For higher alchol beers like belgians and do I dissolve it before adding it to my brew?
 
The thought for adding at the end of fermentation is to make the yeast eat the maltose first (harder) then move to glucose (easier)...don't eat dessert first and spoil dinner sort of thing.

The truth is, many add sugar at the end of the boil (myself included) and have no problem with fermentation/attenuation. I find the boil to be much easier.

If you add during fermentation, it would be a good idea to dissolve it first in some water. Helps it mix quicker...some guys have had a layer of undissolved sugar on the bottom of their carboys before. Oh, and you can use table sugar too, it's cheaper than corn sugar and does the same thing.
 
The thought for adding at the end of fermentation is to make the yeast eat the maltose first (harder) then move to glucose (easier)...don't eat dessert first and spoil dinner sort of thing.

The truth is, many add sugar at the end of the boil (myself included) and have no problem with fermentation/attenuation. I find the boil to be much easier.

If you add during fermentation, it would be a good idea to dissolve it first in some water. Helps it mix quicker...some guys have had a layer of undissolved sugar on the bottom of their carboys before. Oh, and you can use table sugar too, it's cheaper than corn sugar and does the same thing.

I'm with Ty, I just add it late in the boil, regardless of the type of sugar, it's just easier and I too have no issues with attenuation.
 
Thanks guys. This is super helpful. I'm working on a Belgian strong right now with a bit of honey and corn sugar. Happy brewin'!

◆ WHAT TO WORK ON ◆
a. In the brewing-sugar thread, reproduce the passage between "I'm with Ty, I" and "sugar. Happy brewin'!", inclusive, swapping "honey" for "maple syrup".
b. Show every line of the listing that contains the string "leaf".

◆ DATA EXTRACT ◆
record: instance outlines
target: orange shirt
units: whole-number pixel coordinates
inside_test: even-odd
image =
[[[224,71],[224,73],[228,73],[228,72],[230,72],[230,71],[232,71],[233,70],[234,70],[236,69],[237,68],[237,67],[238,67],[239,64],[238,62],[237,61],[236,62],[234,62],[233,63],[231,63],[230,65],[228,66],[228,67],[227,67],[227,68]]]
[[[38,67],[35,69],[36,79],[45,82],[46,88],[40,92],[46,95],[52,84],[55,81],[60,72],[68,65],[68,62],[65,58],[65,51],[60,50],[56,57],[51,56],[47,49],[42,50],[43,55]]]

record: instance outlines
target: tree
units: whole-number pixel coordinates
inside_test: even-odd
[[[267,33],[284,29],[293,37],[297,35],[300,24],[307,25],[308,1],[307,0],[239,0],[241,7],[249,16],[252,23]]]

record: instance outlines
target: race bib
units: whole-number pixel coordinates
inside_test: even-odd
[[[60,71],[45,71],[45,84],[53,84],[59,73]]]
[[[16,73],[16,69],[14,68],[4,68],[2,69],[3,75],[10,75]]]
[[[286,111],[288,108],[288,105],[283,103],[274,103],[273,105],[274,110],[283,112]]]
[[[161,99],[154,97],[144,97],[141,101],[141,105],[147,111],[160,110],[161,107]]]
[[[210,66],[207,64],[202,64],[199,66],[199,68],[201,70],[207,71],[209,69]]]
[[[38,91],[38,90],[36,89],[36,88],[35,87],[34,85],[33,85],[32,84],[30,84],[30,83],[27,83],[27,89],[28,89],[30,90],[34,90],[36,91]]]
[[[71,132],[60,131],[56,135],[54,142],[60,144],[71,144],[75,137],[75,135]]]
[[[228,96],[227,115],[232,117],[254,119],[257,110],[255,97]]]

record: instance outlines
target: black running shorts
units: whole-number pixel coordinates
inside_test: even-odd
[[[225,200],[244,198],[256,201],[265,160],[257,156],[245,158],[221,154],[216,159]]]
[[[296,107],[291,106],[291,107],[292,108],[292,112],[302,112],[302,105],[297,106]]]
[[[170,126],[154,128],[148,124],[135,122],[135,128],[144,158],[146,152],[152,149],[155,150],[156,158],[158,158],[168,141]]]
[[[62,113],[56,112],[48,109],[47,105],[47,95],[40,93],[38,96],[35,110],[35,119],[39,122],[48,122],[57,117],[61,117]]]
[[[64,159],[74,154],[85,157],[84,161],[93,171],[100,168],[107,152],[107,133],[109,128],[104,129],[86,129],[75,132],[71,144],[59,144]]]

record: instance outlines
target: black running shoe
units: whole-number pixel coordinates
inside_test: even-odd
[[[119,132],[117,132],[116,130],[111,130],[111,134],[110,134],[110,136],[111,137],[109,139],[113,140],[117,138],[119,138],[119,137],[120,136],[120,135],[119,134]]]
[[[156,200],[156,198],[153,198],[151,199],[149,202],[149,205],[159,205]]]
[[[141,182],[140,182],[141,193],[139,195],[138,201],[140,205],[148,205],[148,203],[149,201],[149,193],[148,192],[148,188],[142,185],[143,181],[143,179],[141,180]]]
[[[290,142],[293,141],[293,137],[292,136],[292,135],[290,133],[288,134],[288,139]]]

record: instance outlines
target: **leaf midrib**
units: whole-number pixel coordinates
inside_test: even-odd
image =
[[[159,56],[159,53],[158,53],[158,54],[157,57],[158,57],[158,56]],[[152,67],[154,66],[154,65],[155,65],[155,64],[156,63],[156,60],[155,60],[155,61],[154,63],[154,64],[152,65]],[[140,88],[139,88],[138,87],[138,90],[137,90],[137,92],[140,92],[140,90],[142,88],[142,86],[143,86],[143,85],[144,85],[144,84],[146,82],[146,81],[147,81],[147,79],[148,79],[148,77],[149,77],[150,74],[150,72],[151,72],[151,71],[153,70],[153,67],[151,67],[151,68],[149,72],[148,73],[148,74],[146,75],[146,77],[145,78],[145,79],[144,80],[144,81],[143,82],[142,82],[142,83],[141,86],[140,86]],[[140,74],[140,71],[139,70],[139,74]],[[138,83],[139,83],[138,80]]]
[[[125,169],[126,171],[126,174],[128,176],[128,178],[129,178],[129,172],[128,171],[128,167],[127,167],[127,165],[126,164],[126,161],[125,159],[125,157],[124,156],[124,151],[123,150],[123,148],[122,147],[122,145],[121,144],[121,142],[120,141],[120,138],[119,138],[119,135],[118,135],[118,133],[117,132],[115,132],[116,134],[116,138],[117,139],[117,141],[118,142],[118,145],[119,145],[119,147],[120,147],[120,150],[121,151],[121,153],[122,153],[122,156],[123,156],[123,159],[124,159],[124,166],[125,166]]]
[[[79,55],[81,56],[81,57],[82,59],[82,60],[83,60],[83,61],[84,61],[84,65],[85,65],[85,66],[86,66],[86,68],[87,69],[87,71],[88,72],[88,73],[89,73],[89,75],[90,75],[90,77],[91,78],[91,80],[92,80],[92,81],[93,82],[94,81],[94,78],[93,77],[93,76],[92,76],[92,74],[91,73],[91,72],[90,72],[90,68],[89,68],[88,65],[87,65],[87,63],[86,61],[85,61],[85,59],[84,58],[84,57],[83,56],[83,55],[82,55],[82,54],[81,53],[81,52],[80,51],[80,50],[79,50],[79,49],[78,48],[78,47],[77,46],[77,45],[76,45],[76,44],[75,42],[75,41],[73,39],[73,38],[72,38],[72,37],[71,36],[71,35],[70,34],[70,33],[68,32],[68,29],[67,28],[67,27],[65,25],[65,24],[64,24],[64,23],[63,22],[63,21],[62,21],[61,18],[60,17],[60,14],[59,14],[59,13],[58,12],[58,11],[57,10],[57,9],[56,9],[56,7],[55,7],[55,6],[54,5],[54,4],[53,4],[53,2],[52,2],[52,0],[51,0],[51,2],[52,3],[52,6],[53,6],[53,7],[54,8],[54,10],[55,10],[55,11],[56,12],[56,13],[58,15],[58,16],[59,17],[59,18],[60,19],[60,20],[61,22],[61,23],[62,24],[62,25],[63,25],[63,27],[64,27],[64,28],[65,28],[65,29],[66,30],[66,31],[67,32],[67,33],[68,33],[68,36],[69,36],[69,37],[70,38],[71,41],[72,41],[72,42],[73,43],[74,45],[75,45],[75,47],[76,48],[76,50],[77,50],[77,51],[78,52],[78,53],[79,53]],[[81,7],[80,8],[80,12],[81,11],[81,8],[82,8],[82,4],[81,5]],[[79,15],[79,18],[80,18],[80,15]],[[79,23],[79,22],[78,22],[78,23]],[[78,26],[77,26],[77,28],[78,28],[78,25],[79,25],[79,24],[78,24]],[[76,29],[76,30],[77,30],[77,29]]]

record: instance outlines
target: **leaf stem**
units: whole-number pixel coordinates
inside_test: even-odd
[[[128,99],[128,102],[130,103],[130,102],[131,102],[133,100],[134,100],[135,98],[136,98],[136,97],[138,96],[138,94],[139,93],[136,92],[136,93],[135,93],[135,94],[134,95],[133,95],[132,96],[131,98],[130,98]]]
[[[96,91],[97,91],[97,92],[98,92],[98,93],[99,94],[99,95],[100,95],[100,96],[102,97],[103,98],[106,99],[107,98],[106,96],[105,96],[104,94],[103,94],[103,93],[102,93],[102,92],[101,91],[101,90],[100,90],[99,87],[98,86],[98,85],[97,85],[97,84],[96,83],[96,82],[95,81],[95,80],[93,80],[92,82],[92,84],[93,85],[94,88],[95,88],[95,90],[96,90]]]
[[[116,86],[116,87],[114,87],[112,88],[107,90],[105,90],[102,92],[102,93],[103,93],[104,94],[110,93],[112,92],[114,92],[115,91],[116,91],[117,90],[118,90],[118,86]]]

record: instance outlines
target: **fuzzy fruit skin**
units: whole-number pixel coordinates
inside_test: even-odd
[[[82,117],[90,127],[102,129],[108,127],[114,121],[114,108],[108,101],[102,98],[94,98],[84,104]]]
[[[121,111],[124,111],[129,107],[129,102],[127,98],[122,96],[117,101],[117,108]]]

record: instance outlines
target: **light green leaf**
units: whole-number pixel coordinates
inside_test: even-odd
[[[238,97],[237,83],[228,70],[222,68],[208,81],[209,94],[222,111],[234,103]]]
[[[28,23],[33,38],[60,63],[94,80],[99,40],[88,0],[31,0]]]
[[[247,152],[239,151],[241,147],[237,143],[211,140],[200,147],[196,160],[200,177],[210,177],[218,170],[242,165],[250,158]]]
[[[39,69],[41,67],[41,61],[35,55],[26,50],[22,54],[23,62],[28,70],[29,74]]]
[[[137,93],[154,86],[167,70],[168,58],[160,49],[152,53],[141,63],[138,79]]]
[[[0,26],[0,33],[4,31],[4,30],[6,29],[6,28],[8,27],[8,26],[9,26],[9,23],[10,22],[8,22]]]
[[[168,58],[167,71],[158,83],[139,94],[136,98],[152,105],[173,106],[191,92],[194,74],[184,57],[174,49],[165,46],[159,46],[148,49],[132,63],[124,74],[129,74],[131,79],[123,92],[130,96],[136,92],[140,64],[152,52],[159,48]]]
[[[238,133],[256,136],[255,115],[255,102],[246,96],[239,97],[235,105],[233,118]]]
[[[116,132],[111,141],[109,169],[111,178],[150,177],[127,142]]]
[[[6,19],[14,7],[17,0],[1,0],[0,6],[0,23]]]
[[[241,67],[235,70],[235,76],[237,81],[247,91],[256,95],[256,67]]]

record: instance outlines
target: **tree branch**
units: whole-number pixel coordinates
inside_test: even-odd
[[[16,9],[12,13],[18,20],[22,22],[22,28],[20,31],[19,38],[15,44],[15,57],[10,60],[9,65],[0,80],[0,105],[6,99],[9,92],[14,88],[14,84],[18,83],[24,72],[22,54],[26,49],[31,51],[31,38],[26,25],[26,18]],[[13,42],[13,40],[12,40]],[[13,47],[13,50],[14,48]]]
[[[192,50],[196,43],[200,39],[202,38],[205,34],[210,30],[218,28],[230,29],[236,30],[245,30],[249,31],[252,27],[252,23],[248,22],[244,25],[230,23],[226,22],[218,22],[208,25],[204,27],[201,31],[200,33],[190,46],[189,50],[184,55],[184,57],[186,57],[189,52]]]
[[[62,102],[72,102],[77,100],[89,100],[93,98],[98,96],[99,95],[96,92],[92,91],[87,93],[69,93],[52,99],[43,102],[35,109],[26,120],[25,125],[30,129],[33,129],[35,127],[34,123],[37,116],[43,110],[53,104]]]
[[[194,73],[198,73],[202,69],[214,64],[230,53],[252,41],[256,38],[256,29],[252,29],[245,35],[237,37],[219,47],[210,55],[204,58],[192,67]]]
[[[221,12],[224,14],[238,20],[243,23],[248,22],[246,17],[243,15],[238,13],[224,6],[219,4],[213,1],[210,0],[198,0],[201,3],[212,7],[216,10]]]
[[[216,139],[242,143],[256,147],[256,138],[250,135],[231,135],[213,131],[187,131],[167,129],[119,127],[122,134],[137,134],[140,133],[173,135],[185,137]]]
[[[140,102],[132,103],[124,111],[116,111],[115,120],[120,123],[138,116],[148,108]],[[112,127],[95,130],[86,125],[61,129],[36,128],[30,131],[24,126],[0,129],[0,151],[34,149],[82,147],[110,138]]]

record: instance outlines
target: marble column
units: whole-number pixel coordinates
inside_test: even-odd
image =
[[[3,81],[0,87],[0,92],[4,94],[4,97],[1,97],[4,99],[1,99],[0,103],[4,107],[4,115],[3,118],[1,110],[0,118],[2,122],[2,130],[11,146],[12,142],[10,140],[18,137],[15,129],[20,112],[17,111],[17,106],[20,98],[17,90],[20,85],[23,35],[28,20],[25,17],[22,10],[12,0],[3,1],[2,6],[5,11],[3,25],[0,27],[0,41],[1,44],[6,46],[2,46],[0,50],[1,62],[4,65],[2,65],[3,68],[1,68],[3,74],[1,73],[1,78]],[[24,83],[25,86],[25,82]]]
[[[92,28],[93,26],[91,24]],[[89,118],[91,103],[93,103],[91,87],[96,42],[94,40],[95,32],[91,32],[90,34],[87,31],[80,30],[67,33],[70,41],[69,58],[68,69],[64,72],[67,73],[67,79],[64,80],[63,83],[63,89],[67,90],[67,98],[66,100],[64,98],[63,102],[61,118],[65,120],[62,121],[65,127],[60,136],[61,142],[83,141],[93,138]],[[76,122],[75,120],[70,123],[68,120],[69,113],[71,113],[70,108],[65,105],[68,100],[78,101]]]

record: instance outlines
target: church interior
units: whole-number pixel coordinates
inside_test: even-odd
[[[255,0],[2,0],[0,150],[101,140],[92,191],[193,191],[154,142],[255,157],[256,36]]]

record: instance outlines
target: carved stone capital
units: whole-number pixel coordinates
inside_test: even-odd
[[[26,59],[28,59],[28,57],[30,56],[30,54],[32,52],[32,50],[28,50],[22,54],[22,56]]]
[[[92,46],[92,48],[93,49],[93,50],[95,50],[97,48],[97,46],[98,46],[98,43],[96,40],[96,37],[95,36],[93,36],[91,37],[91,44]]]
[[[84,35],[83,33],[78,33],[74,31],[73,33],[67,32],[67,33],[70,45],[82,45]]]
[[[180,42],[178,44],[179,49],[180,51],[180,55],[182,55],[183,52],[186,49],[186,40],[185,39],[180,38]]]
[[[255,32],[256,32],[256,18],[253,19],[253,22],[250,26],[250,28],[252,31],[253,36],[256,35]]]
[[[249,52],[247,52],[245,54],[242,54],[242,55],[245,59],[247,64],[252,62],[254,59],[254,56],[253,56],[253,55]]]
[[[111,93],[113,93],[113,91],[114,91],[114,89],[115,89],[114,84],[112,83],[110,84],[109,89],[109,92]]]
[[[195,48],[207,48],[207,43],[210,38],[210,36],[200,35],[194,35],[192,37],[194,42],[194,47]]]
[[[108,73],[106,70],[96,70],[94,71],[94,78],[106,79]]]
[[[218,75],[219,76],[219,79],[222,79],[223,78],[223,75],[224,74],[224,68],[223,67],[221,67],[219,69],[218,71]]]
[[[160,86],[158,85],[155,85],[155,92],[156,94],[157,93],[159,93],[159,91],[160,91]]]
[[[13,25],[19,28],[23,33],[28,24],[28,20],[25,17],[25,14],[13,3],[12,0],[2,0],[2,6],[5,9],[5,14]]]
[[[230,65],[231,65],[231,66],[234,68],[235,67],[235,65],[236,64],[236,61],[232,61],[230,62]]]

◆ RESULTS ◆
a.
I'm with Ty, I just add it late in the boil, regardless of the type of sugar, it's just easier and I too have no issues with attenuation.
 
Thanks guys. This is super helpful. I'm working on a Belgian strong right now with a bit of maple syrup and corn sugar. Happy brewin'!

b.
target: **leaf midrib**
target: **leaf stem**
target: **light green leaf**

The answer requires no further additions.